-- Do this --
Rewrite the records from the line with "Where can the white fuselage" to the line with "<point>74,68</point>" as a two-column CSV headed input and output. Give one row per record, with its text and its answer each in a single quoted field and line breaks replaced by spaces.

-- Records shown --
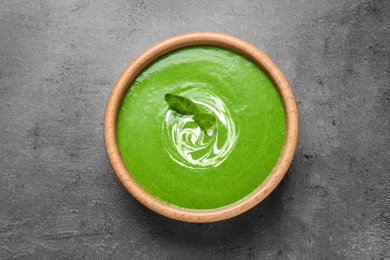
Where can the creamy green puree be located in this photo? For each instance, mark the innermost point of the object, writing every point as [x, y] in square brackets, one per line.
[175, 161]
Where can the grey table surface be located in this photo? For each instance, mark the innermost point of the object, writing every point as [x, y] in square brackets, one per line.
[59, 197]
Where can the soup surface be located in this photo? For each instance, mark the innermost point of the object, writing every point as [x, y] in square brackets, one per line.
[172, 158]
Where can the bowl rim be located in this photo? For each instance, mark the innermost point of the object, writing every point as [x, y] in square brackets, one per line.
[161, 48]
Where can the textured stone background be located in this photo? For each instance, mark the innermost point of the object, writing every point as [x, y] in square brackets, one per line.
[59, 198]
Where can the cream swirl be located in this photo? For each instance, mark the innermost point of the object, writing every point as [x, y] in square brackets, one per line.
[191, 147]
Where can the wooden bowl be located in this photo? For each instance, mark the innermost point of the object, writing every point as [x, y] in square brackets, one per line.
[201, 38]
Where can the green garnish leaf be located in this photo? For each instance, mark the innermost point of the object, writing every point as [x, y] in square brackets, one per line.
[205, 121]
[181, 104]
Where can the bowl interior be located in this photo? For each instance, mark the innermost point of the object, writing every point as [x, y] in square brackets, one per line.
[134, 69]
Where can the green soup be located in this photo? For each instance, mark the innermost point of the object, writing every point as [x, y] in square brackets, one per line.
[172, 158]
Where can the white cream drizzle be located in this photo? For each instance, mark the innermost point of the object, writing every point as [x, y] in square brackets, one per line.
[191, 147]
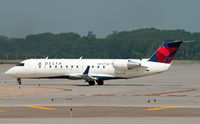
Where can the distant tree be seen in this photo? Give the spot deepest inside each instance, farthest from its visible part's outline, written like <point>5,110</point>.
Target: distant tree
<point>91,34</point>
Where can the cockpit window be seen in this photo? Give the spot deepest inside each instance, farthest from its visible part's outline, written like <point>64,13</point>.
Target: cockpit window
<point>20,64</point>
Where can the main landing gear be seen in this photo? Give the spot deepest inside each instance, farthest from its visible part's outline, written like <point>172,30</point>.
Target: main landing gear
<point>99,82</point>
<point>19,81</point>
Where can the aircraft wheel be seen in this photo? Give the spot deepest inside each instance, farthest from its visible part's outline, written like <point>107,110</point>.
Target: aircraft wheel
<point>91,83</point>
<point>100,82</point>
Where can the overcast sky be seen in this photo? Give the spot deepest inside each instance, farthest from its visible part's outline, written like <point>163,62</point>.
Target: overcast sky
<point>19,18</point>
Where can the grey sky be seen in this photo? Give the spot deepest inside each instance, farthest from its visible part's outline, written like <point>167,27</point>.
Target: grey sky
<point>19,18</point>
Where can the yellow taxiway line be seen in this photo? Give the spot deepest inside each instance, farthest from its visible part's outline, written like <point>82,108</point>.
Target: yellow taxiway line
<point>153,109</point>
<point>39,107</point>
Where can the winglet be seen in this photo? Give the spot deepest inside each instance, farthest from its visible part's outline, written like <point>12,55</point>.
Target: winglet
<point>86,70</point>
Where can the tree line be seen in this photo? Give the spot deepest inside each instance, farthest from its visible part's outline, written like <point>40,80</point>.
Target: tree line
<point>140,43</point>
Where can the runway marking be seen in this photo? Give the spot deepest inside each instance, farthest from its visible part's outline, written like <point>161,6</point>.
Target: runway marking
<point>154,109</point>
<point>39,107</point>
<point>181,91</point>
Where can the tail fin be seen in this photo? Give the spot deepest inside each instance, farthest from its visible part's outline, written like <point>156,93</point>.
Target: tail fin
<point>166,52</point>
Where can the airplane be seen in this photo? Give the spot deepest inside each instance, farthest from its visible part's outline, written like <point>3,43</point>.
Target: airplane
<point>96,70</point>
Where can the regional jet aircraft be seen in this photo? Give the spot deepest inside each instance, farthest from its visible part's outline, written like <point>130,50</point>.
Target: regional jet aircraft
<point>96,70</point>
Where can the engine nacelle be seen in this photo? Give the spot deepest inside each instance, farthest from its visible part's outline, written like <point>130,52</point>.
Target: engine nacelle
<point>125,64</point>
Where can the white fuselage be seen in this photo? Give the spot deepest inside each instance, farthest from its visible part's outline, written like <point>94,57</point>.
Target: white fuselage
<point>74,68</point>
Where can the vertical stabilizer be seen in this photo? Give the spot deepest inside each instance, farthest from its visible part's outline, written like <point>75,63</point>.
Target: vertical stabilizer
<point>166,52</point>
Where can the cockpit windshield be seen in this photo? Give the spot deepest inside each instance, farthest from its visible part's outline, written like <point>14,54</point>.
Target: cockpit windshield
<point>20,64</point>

---

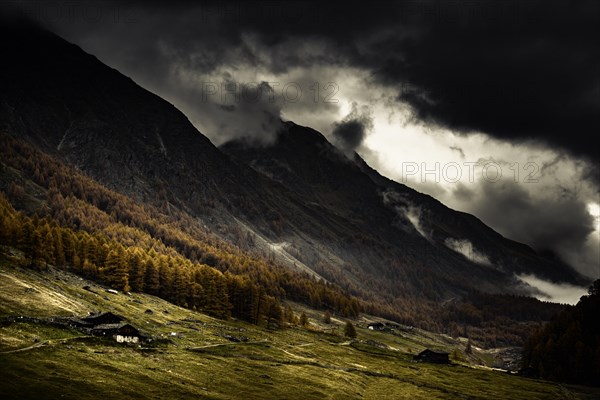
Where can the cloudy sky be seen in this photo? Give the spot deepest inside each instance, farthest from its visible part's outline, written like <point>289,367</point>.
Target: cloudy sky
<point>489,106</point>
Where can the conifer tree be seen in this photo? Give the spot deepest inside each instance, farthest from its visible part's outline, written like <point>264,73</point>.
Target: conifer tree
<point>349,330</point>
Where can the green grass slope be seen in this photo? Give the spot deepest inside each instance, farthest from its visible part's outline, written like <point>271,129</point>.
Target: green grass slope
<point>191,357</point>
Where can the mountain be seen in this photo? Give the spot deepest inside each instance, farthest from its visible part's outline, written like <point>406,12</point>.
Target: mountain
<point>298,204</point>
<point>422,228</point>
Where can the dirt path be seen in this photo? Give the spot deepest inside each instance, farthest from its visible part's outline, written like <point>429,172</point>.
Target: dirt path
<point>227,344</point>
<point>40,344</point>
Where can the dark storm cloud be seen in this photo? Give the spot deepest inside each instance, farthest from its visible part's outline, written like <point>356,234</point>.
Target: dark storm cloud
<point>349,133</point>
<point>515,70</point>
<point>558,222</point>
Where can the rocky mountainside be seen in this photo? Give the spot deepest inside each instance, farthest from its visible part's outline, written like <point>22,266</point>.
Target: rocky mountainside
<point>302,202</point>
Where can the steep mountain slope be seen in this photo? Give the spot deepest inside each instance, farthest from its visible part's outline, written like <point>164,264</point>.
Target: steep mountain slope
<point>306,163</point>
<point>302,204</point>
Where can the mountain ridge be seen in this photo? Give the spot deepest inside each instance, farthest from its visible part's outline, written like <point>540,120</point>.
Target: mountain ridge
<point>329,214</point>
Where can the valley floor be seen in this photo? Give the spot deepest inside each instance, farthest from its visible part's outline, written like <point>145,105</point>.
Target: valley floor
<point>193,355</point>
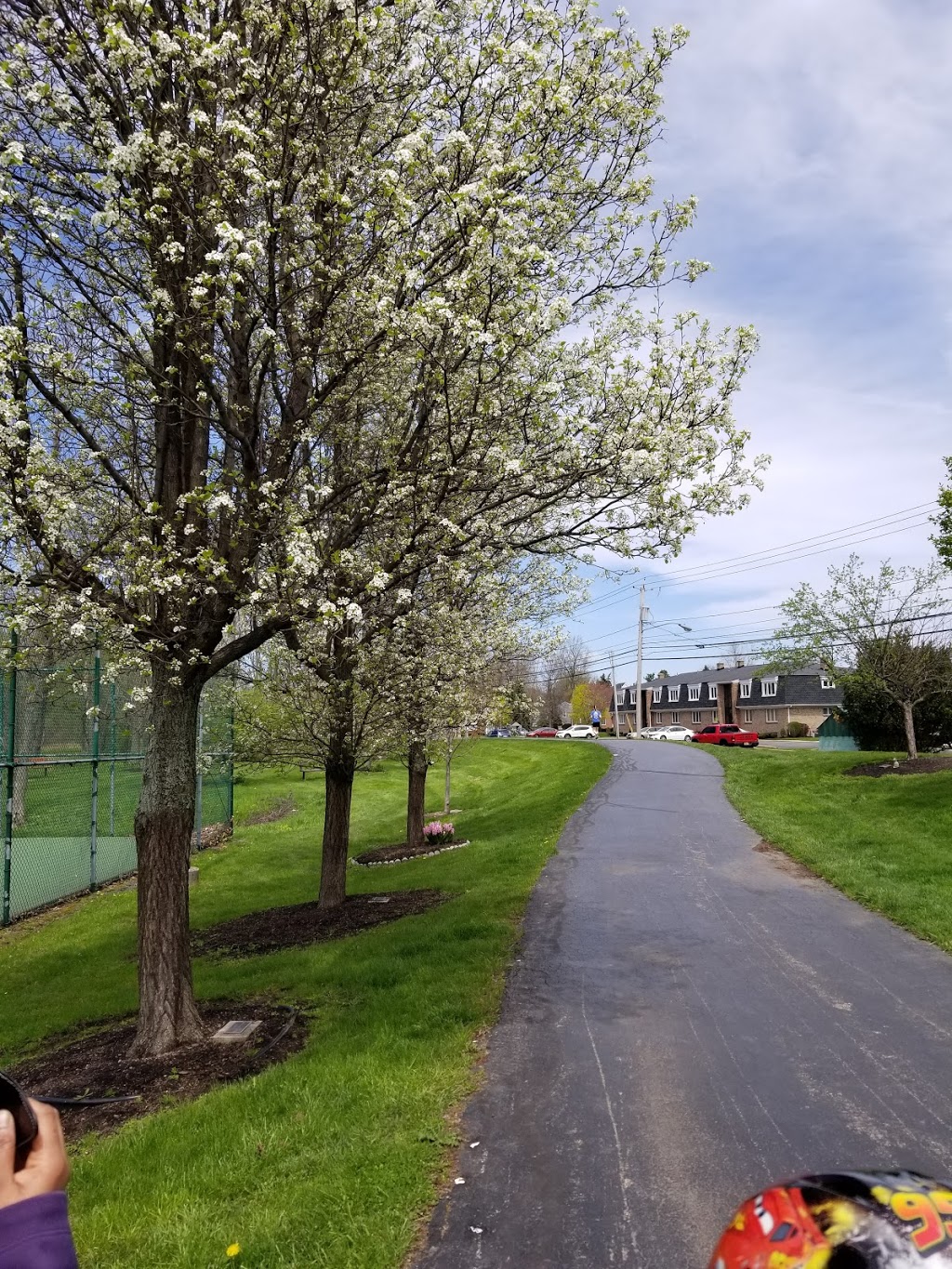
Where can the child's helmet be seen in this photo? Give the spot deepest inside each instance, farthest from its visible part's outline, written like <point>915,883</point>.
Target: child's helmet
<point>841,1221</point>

-- Output of the exercise --
input,output
"Where can the white fuselage be seen in this photo? Give the spot deepest inside each instance, farthest from its visible part's outline, written like <point>94,57</point>. Target: white fuselage","<point>74,68</point>"